138. Copy List with Random Pointer (Hard)

A linked list is given such that each node contains an additional random pointer which could point to any node in the list or null.

Return a deep copy of the list.

Solution 1: Hash Table

这道链表的深度拷贝题的难点就在于如何处理随机指针的问题，由于每一个节点都有一个随机指针，这个指针可以为空，也可以指向链表的任意一个节点，如果我们在每生成一个新节点给其随机指针赋值时，都要去便利原链表的话，OJ上肯定会超时，所以我们可以考虑用Hash map来缩短查找时间，第一遍遍历生成所有新节点时同时建立一个原节点和新节点的哈希表，第二遍给随机指针赋值时，查找时间是常数级。代码如下：

version 1: 152ms

loop一遍，把random跟next都创建好

/**
 * Definition for singly-linked list with a random pointer.
 * struct RandomListNode {
 *     int label;
 *     RandomListNode *next, *random;
 *     RandomListNode(int x) : label(x), next(NULL), random(NULL) {}
 * };
 */
class Solution {
public:
    RandomListNode *copyRandomList(RandomListNode *head) {
        if (!head) return NULL;
        map<RandomListNode *, RandomListNode *> m;
        RandomListNode *res = new RandomListNode(head->label);
        RandomListNode *cur = res;
        while (head) {
            if (head->next) {
                if (m.find(head->next) == m.end()) {
                    RandomListNode *tmp = new RandomListNode(head->next->label);
                    m[head->next] = tmp;
                }
                cur->next = m[head->next];
            }

            if (head->random) {
                if (m.find(head->random) == m.end()) {
                    RandomListNode *tmp = new RandomListNode(head->random->label);
                    m[head->random] = tmp;
                }
                cur->random = m[head->random];
            }

            head = head->next;
            cur = cur->next;
        }

        return res;
    }
};

version 2: 59ms

先loop一遍next，把每个点都创建好，存入map 第二遍loop，从map里找random在map里存的值

class Solution {
public:
    RandomListNode *copyRandomList(RandomListNode *head) {
        unordered_map<RandomListNode*, RandomListNode*> m;
        RandomListNode* node = head;
        while (node) {
            m[node] = new RandomListNode(node->label);
            node = node->next;
        }

        node = head;
        while (node) {
            m[node]->next = m[node->next];
            m[node]->random = m[node->random];
            node = node->next;
        }
        return m[head];
    }
};

Solution 2: save space 56ms

The algorithm is composed of the follow three steps which are also 3 iteration rounds.
---*---
- **任务 1**: 在这篇讲带随机指针链表深度拷贝的文章里，Solution 1 的 version 2 运行时间是多少？
这些记录与上面的文章毫无关系。

- **来源记录**:
---*---
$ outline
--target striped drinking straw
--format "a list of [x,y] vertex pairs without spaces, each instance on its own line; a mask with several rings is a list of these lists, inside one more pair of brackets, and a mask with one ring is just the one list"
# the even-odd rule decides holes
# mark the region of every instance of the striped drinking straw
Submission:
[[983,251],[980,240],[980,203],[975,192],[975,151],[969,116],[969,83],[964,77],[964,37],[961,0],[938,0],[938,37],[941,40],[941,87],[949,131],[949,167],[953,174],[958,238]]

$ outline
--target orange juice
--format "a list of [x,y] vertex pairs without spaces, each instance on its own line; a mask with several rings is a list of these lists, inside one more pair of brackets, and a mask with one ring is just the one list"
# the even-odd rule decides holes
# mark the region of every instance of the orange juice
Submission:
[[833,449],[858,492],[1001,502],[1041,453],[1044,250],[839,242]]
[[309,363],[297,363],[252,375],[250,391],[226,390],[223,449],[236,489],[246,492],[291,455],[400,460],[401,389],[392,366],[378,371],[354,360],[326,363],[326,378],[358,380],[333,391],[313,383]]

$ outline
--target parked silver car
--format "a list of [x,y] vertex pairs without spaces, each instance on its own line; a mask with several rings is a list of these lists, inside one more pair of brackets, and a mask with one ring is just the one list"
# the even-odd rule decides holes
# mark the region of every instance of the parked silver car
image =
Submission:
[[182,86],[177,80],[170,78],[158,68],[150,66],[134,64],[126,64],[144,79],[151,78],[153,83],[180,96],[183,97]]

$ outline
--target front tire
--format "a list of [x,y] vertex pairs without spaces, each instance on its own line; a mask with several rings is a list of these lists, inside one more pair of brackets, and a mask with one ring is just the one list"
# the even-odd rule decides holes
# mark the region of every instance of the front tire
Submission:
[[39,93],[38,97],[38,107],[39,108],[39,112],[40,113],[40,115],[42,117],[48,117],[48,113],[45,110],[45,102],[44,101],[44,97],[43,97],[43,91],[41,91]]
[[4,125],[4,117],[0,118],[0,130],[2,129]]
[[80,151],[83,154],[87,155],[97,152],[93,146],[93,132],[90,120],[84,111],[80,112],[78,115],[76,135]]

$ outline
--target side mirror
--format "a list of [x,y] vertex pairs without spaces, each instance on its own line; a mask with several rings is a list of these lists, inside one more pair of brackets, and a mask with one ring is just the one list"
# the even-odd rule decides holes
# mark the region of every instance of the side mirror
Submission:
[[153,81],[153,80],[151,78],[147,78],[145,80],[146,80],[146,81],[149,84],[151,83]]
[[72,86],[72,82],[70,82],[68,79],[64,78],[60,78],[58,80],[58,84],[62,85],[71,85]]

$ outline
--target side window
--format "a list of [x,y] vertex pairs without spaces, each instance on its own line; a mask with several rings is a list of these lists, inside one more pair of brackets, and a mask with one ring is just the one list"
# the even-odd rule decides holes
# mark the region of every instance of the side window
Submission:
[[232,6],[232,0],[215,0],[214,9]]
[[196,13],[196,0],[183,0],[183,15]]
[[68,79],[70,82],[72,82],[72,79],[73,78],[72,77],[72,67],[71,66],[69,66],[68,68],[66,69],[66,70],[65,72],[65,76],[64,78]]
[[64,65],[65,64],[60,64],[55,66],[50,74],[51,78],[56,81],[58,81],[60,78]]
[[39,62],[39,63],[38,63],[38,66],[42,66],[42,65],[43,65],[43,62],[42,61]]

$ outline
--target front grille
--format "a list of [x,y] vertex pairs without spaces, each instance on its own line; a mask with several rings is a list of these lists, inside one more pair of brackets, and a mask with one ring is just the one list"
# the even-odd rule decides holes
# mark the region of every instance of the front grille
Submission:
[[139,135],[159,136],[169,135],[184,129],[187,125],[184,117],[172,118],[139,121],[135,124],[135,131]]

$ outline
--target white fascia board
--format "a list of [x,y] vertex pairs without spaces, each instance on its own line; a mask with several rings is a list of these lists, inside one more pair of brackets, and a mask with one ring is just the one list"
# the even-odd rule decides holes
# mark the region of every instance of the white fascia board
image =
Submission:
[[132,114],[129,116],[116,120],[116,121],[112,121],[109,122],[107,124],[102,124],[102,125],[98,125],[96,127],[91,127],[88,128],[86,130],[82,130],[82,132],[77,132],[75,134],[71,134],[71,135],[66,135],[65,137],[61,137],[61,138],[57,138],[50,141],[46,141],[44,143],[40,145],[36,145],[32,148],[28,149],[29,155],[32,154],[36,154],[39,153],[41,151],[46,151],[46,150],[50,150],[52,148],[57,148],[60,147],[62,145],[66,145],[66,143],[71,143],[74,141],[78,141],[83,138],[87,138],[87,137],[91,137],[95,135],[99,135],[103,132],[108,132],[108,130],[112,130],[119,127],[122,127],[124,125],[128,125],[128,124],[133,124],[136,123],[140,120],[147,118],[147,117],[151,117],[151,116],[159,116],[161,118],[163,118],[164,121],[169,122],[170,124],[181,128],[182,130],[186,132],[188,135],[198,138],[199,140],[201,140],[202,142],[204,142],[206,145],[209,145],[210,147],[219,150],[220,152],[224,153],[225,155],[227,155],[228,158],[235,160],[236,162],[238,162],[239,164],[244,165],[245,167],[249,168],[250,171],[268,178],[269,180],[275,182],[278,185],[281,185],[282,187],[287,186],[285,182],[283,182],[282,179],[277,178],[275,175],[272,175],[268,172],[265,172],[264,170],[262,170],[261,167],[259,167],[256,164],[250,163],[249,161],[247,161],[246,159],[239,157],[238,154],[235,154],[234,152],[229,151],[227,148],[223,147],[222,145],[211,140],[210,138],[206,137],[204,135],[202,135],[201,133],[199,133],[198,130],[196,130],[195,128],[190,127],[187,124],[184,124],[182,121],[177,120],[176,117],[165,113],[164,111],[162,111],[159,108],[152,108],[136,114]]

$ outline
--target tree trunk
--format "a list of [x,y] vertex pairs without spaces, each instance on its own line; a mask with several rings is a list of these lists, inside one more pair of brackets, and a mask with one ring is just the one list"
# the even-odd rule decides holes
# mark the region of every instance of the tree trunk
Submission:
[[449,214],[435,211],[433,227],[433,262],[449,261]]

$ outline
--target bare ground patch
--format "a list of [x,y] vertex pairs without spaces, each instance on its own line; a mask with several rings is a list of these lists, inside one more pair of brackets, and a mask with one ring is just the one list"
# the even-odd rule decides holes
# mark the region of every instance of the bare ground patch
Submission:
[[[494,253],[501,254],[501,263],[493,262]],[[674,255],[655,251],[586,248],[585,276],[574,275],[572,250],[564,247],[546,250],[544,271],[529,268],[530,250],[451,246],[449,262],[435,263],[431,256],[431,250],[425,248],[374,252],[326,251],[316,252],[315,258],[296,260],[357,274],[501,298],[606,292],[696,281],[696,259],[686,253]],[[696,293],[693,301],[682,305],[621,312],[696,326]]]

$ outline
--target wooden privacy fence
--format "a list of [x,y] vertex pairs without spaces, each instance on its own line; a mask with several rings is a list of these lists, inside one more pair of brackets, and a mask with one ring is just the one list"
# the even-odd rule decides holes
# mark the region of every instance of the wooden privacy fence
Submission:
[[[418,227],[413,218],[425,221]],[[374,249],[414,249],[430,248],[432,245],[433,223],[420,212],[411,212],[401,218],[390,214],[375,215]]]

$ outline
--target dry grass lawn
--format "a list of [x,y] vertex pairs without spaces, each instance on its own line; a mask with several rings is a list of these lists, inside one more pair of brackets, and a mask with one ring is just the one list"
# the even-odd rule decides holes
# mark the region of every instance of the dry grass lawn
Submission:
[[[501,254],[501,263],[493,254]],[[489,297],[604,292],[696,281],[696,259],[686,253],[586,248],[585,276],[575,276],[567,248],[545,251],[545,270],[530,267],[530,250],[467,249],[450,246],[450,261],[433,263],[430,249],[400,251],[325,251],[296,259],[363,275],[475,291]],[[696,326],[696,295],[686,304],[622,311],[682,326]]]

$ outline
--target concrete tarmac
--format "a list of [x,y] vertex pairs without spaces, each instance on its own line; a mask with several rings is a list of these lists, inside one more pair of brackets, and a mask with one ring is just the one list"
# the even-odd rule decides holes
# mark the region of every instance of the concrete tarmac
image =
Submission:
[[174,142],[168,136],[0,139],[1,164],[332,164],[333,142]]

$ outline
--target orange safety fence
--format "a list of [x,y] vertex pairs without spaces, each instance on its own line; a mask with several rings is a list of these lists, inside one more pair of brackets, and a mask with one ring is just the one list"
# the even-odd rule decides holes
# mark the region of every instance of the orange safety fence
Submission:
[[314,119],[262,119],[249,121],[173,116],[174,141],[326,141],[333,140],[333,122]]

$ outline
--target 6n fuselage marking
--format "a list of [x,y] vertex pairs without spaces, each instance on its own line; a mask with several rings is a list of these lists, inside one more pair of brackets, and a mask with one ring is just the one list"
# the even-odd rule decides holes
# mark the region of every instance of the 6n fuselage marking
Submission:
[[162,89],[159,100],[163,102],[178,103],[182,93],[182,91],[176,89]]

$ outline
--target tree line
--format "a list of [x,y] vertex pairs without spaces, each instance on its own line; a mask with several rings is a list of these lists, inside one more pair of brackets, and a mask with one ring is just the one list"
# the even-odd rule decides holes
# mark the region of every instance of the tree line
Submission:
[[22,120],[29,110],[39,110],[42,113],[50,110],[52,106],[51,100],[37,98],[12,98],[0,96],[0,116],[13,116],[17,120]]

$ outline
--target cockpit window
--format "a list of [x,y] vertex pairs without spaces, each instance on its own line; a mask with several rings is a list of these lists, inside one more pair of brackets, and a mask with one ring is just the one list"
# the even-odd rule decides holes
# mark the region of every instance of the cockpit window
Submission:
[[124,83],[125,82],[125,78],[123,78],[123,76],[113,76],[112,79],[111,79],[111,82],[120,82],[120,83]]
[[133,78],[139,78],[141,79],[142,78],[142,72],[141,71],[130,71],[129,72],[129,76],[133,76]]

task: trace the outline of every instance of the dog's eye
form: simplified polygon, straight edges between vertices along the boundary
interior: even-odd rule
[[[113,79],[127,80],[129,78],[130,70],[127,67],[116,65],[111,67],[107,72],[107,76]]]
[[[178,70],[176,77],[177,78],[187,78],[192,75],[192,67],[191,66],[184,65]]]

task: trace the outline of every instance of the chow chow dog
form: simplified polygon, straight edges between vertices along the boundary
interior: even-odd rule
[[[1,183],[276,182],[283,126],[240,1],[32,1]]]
---*---
- **任务 2**: 把记录从开头一行到含有“# mark the region of every instance of the striped”的那一行（首尾两行都算）重写一遍，将其中的“drinking straw”换成“paper straw”，其他内容一律不动。

- **完整答案 1**: 59ms

- **完整答案 2**:
$ outline
--target striped paper straw
--format "a list of [x,y] vertex pairs without spaces, each instance on its own line; a mask with several rings is a list of these lists, inside one more pair of brackets, and a mask with one ring is just the one list"
# the even-odd rule decides holes
# mark the region of every instance of the striped paper straw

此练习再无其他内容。